EXTRACT TO READ —

Philadelphia University fifth-year architecture students collaborated with Project H.O.M.E. to design and build improvements to Women of Change Safe Haven, which serves chronically homeless and seriously mentally ill women in Philadelphia.
With the goal of improving conditions at the shelter for 25 chronically homeless women, the Philadelphia University Design X Socio-Political Studio worked on design-build installations for the sleeping dorm, community room and medical area of the facility.
There will be an exhibition and celebration of the student work on Saturday, May 5 from 10 a.m. to 2 p.m. in the upper level conference room of the Architecture and Design Center at Philadelphia University. The exhibition is free and open to the public.
“We were looking for a project to collaborate with PhilaU students on and a series of needs emerged at the shelter which became a great opportunity for both us and the students,” said Paul Sassani, Project H.O.M.E. vice president of property and asset management.
For the dormitory sleeping area, the students created transitional living booths, which offer a degree of privacy and sense of place while providing durable, hygienic sleeping quarters with integrated storage.
In the community area, the students focused on defining a space that residents feel comfortable using when the room is temporarily occupied by additional residents during code blue situations. The part furniture–part screen construction can be moved and repositioned to meet the changing needs of the space.
For the medical room, students plan to design and install a multi-use exam table, which can be folded out of the way for space efficiency.
“This project is an extraordinary real-world learning experience for the students, said David Kratzer, associate professor of architecture at Philadelphia University. “To work directly with clients to generate the designs and then build the solutions is an incredible opportunity. And to be able to satisfy the needs of the shelter makes it even more rewarding.”
Collaborating with the architecture students, graduate students in the occupational therapy program at Philadelphia University provided research and insights into the designs, making the project a rich interdisciplinary experience.
“This studio class required us to work within the restraints of a real-world project, testing our creativity and providing valuable lessons on collaboration, construction, documentation and working relationships with clients,” said Justine Tarrant, a fifth-year architecture student. “We have accomplished a functional and elegant solution to the problems and are looking forward to the final installation of the design at Women of Change Safe Haven.”
In addition to Sassani, the Project H.O.M.E. team includes Robin Bonfield, director of Women of Change; Alex Smith, social case worker; and Chris Rivera, director of facilities. Project H.O.M.E. works to achieve its mission of alleviating homelessness and poverty through street outreach, housing and comprehensive services.
The project is funded by a Philadelphia University Nexus Learning Grant and donations to Project H.O.M.E.

[Spatial localization data]

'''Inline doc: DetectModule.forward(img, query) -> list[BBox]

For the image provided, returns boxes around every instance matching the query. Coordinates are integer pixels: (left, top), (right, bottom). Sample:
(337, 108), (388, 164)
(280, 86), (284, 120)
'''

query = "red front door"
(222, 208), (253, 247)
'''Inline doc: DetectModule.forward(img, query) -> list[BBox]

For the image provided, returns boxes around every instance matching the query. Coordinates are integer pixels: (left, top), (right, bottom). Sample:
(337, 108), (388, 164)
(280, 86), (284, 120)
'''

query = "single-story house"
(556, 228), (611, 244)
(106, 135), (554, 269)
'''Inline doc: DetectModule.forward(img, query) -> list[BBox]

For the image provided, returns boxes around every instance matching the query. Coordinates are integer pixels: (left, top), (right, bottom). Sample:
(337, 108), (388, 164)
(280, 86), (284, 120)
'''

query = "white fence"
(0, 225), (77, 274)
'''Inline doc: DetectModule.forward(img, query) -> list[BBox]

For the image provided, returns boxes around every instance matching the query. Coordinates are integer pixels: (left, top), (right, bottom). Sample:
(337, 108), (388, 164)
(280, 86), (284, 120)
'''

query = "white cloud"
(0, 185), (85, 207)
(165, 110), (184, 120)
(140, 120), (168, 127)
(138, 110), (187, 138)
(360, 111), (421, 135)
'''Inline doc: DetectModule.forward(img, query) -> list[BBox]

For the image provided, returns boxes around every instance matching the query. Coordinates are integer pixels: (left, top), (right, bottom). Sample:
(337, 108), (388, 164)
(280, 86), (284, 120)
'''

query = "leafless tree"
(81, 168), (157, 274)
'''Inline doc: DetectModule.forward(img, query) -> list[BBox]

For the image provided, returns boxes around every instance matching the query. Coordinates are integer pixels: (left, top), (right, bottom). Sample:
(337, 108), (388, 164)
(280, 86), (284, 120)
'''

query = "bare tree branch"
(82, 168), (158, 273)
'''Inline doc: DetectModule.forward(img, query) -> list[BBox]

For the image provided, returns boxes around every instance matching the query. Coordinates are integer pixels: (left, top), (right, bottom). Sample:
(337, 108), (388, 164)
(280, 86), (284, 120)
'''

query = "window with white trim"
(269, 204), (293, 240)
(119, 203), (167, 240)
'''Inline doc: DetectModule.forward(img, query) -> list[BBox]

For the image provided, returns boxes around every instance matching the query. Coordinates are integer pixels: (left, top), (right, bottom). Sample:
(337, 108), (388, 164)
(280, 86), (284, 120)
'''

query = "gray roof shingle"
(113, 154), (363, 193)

EXERCISE DESCRIPTION —
Repeat word for word the passage of the shelter design-build article from "With the goal" up to and including "and asset management.".

SOLUTION TO THE PROBLEM —
With the goal of improving conditions at the shelter for 25 chronically homeless women, the Philadelphia University Design X Socio-Political Studio worked on design-build installations for the sleeping dorm, community room and medical area of the facility.
There will be an exhibition and celebration of the student work on Saturday, May 5 from 10 a.m. to 2 p.m. in the upper level conference room of the Architecture and Design Center at Philadelphia University. The exhibition is free and open to the public.
“We were looking for a project to collaborate with PhilaU students on and a series of needs emerged at the shelter which became a great opportunity for both us and the students,” said Paul Sassani, Project H.O.M.E. vice president of property and asset management.